» **Data for this task**:

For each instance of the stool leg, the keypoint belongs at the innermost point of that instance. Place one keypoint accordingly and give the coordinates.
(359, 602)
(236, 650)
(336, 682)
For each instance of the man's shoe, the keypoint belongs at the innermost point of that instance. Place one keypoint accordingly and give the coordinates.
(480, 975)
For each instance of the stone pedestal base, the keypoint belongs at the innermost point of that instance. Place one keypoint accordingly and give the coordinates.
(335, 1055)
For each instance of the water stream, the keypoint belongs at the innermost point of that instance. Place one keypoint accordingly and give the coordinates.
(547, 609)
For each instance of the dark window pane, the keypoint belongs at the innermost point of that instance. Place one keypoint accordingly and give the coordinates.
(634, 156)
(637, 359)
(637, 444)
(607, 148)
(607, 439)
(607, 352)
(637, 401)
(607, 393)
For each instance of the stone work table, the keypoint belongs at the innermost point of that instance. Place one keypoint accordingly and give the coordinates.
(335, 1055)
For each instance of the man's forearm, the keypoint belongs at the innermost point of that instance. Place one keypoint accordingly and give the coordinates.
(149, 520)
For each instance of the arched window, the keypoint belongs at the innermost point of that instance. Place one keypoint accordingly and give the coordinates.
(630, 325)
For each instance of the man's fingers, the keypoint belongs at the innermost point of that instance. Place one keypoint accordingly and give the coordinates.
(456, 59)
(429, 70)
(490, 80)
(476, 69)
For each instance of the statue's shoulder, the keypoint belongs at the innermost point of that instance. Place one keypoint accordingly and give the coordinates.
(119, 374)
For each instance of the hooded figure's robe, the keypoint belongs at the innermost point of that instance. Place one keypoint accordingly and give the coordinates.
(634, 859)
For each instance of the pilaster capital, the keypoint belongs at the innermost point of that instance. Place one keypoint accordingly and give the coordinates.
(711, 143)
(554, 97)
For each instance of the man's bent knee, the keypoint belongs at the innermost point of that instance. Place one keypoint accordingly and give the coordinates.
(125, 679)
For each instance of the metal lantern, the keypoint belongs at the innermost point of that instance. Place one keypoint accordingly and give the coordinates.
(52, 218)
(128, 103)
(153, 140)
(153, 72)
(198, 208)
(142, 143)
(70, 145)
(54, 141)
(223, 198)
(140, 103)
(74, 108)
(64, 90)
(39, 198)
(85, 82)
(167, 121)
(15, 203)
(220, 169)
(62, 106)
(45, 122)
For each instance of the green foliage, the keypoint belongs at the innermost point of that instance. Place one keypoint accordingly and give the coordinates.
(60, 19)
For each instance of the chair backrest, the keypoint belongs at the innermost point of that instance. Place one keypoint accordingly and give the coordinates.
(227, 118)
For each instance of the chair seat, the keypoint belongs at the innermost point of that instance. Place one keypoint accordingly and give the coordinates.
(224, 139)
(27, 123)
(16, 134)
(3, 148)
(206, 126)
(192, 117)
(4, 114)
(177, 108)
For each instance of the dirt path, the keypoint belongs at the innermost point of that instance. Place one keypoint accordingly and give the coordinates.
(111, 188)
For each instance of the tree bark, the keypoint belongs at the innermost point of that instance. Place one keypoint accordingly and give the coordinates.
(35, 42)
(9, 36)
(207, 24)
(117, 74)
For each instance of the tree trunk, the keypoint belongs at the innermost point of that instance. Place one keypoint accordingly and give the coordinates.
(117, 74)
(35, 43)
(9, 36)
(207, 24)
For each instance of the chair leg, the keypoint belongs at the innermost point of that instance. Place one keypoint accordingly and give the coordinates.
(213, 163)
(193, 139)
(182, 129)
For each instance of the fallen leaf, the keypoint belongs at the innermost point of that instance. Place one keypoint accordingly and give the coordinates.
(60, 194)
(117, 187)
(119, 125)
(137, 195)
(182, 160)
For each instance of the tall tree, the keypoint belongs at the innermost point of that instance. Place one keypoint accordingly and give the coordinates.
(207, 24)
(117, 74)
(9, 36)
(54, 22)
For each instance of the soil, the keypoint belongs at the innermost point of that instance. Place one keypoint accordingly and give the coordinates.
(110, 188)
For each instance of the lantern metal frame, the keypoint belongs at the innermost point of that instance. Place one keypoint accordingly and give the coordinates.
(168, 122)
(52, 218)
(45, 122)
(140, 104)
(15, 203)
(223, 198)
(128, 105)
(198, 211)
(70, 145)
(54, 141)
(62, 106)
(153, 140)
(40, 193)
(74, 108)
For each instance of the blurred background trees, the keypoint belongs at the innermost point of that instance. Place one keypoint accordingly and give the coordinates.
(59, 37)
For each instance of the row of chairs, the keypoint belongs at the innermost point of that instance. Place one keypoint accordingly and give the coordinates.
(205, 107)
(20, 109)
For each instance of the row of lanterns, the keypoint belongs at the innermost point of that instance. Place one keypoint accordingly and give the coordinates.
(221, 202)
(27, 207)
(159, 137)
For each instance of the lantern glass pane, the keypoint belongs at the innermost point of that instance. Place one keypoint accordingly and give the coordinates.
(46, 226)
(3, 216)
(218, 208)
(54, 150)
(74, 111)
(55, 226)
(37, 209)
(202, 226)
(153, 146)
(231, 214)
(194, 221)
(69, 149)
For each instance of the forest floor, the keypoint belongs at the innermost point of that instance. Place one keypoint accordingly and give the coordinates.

» **Task**: Exactly as written, please output every entry.

» **Answer to the task**:
For each instance of the stool leg, the keypoint belongs at the innermost point of that instance. Place one keypoint accordingly and give the coordinates.
(359, 602)
(236, 650)
(336, 682)
For each instance of the man's shoe, the keypoint belongs at the innermost point of that instance. Place one keypoint accordingly and give the coordinates.
(480, 975)
For each instance of the stone pedestal base, the keypoint belongs at the innermost point of that instance. Place one keypoint accordingly and give the coordinates.
(335, 1055)
For each instance of the water stream, the keypoint belongs at the innermost point of that instance. Place one keypoint accordingly and give the coordinates.
(547, 609)
For each instance of the dark window pane, the keypoint belongs at the innermost point of that instance. Place one keypoint accordingly and give the coordinates.
(634, 156)
(637, 359)
(637, 444)
(607, 148)
(607, 439)
(607, 352)
(637, 401)
(607, 393)
For each instance of the stone work table, the keypoint belongs at the innermost point of that instance. Place one keypoint accordingly and give the coordinates.
(335, 1055)
For each instance of the man's forearm, the keypoint belongs at the innermost point of that instance. Place one keypoint accordingly and give the coordinates.
(149, 520)
For each instance of the arched window, the keypoint belongs at the innermost point of that instance. Place one keypoint accordingly and give the coordinates.
(630, 325)
For each instance of the man's fingers, the keypoint belongs at the innermost point of that instance. Place one keypoint accordingly and give the coordinates.
(456, 59)
(429, 70)
(490, 80)
(476, 69)
For each instance of the statue's shoulder, the keypoint belongs at the innermost point of that instance. Place one keypoint accordingly and give the coordinates.
(119, 374)
For each instance of the hooded figure's robe, the keypoint belongs at the innermost point of that instance. Place one keypoint accordingly and give the coordinates.
(634, 859)
For each instance of the pilaster capital, the keypoint belongs at the innermost point of that instance. Place one keypoint accordingly and give the coordinates.
(711, 143)
(554, 97)
For each instance of the man's bent knee, the keypoint belongs at the innermost point of that instance. Place one keypoint accordingly and give the coordinates.
(125, 679)
For each instance of the metal lantern, the keypoint belongs at the innermost point of that instance. Place one keypoint accordingly and give the coordinates.
(52, 218)
(128, 103)
(153, 140)
(153, 72)
(198, 208)
(142, 143)
(70, 145)
(54, 141)
(223, 198)
(140, 103)
(74, 108)
(64, 90)
(39, 198)
(85, 82)
(167, 121)
(15, 203)
(220, 169)
(62, 106)
(45, 122)
For each instance of the green foliage, the keypoint belongs at the innermost point of that instance. Place one keypoint accordingly and give the coordinates.
(60, 19)
For each instance of the chair backrest, the keypoint belongs at the innermost point of that instance. Place one keypoint accordingly and give the coordinates.
(227, 118)
For each instance of the chair seat, the keypoint belongs at the innermost point of that instance. Place one keypoint accordingly and give the coordinates.
(224, 139)
(27, 123)
(16, 134)
(3, 148)
(206, 126)
(192, 117)
(4, 114)
(177, 108)
For each instance of the dirt path, the keypoint belongs at the innermost point of that instance. Place one keypoint accordingly and give the coordinates.
(111, 188)
For each instance of the tree bark, the keypoint belongs at the innermost point of that instance. Place one keypoint accordingly and give the coordinates.
(35, 42)
(9, 36)
(207, 24)
(117, 74)
For each instance of the tree trunk, the keypoint belongs at the innermost point of that instance. Place one keypoint accordingly and give the coordinates.
(117, 74)
(35, 43)
(9, 36)
(207, 24)
For each instance of the chair leg, the keypoint belongs at the innermost point of that instance. Place one keypoint accordingly and give the coordinates.
(213, 163)
(193, 139)
(182, 129)
For each instance of the fallen leaf, the keypoint belongs at the innermost point of that instance. Place one keypoint accordingly and give the coordinates.
(60, 194)
(117, 187)
(119, 125)
(137, 195)
(182, 160)
For each instance of the tall tree, the keypoint belongs at the innermost point of that instance. Place one keypoint accordingly and give the coordinates.
(207, 24)
(117, 74)
(9, 36)
(54, 22)
For each instance of the soil, the keypoint belongs at the innermost point of that instance. Place one keypoint accordingly and give the coordinates.
(110, 188)
For each instance of the lantern metal frame, the keypoint belongs at the innermost point of that instance. Place one keypoint accordingly and give the coordinates.
(168, 122)
(52, 218)
(45, 122)
(140, 104)
(15, 203)
(223, 198)
(128, 105)
(198, 211)
(70, 145)
(54, 141)
(62, 106)
(153, 140)
(40, 193)
(74, 108)
For each instance of the blurred background trees, the keypoint belongs at the innermost point of that instance. Place one keypoint accordingly and give the coordinates.
(59, 37)
For each instance of the row of chairs, the keypoint belongs at the innermost point of that instance. Place one keypoint accordingly and give the coordinates.
(205, 107)
(20, 109)
For each instance of the row of lanterns, the keypoint belongs at the innermost point of that instance. Place one keypoint accordingly and give the coordinates.
(221, 202)
(27, 207)
(159, 137)
For each instance of the lantern glass pane, the keypoint belongs at the innermost point of that instance. Place one keypoint accordingly and give the coordinates.
(46, 226)
(3, 216)
(218, 208)
(54, 150)
(74, 111)
(55, 226)
(37, 209)
(202, 226)
(153, 146)
(231, 214)
(194, 221)
(69, 149)
For each instance of the forest floor, the keypoint belongs at the innermost point of that instance. Place one keypoint accordingly and give the coordinates.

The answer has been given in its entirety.